PROVIDED DATA:

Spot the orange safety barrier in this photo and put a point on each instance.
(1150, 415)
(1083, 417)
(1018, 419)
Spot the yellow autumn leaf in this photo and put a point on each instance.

TO DO: All that is needed is the material, repeated exactly.

RESPONSE AREA:
Spot the orange safety barrier in this photo and put a point on each instance.
(1150, 415)
(1083, 417)
(1018, 419)
Spot the yellow autumn leaf in this photo and put a point on each instance.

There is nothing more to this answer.